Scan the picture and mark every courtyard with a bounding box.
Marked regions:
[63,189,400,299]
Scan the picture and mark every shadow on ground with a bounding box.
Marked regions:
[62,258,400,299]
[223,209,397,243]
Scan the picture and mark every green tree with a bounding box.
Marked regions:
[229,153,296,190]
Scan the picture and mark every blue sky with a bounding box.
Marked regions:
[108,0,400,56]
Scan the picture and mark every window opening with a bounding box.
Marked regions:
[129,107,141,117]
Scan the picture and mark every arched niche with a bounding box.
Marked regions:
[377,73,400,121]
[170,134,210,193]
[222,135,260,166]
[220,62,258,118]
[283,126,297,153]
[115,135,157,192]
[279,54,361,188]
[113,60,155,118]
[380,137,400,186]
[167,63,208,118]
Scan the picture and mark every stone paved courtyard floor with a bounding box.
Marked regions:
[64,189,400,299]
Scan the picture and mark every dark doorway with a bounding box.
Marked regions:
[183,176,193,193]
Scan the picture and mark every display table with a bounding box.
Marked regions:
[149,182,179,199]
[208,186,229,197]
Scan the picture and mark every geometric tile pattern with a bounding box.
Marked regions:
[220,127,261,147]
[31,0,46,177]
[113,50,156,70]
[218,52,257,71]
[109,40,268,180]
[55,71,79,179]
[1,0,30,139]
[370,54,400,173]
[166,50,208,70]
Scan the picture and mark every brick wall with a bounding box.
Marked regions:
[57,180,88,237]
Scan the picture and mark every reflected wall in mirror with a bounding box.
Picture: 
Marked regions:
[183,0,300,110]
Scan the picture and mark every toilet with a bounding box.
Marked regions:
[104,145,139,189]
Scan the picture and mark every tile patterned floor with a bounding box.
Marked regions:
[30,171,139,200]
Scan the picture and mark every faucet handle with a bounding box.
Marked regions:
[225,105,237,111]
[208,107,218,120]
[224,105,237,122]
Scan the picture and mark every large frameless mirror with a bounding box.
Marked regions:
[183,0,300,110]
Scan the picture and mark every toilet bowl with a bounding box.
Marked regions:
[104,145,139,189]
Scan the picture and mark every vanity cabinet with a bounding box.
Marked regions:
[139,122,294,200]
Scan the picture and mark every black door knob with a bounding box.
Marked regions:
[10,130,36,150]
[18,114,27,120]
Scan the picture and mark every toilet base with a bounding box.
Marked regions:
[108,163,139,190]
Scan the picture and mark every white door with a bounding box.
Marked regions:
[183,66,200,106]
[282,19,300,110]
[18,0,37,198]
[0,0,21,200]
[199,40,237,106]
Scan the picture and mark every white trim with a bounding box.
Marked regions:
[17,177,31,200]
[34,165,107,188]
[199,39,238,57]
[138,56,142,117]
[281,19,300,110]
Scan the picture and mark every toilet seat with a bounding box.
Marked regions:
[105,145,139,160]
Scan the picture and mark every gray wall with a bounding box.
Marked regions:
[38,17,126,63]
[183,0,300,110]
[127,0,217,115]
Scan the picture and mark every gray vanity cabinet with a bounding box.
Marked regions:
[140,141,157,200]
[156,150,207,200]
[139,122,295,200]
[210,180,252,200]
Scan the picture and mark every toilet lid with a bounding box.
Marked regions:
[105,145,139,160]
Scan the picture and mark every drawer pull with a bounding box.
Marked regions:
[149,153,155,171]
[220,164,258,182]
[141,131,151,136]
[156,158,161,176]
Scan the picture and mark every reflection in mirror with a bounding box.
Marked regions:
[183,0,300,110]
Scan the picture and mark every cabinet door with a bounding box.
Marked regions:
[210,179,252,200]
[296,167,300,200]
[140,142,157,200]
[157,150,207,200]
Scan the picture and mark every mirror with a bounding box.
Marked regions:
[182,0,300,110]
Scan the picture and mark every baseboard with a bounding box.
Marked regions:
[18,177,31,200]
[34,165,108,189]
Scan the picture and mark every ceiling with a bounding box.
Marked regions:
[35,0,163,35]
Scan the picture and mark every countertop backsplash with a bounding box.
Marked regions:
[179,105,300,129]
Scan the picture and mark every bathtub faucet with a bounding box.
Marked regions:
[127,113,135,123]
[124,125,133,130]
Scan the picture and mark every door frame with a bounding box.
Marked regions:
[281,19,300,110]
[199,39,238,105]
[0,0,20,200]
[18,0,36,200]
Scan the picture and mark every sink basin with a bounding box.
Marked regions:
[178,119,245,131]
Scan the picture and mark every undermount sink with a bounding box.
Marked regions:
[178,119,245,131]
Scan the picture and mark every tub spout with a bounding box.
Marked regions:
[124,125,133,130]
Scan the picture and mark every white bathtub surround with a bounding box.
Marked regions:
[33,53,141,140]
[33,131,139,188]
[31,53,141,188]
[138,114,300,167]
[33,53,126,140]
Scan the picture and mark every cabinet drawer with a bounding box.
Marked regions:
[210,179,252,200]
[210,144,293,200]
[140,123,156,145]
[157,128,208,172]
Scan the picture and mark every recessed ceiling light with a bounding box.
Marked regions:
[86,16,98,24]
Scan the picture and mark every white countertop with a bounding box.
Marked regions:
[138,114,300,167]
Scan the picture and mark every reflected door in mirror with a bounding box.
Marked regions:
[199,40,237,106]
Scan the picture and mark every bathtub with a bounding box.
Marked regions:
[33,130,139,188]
***
#### [Goal of the exercise]
Restate word for word the lines in the material above from the one with "Scan the picture and mark every dark" to the one with "Scan the picture and mark every faucet"; both of those lines count, and nothing else does.

#### [Answer box]
Scan the picture and mark every dark doorway with a bounding box.
Marked regions:
[183,176,193,193]
Scan the picture and mark every display table with a bounding box.
Marked regions:
[149,182,179,199]
[208,186,229,197]
Scan the picture and mark every geometric tile pattern with a bounding box.
Marked regions:
[220,127,261,147]
[31,0,46,177]
[113,50,156,70]
[218,52,257,71]
[109,40,268,180]
[55,71,79,179]
[1,0,30,139]
[370,54,400,173]
[166,50,208,70]
Scan the picture and mark every brick wall with a bounding box.
Marked regions:
[57,180,88,237]
Scan the picture and mark every reflected wall in mirror with a bounding box.
Picture: 
Marked regions:
[183,0,300,110]
Scan the picture and mark every toilet with a bounding box.
Marked regions:
[104,145,139,189]
Scan the picture and mark every tile patterned floor with a bounding box.
Marked regions:
[30,171,139,200]
Scan the picture and mark every faucet handle with a bounding box.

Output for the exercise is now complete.